▶ _The request_: Reproduce the full listing below, word for word.
BEGIN Entries supplied
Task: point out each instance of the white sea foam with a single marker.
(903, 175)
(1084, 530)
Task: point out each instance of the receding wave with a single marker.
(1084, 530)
END Entries supplied
▶ _Final answer_:
Task: point out each instance of the white sea foam with a single marker.
(903, 175)
(1084, 530)
Task: point out each instance of the receding wave with a single marker.
(1084, 530)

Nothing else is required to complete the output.